Pull every line from the records below and reproduce each one unchanged, character for character.

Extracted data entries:
§
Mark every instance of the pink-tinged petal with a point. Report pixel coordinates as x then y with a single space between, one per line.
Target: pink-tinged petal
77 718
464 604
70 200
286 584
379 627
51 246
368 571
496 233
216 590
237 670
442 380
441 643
§
• **RESULT OF THE TASK**
Mark every instance of the pink-tinged petal with a point. Report pixel coordinates as x then y with a single space between, one per line.
Target: pink-tinged petal
77 718
464 604
70 200
286 584
379 627
51 246
368 571
496 233
216 590
237 670
442 380
441 643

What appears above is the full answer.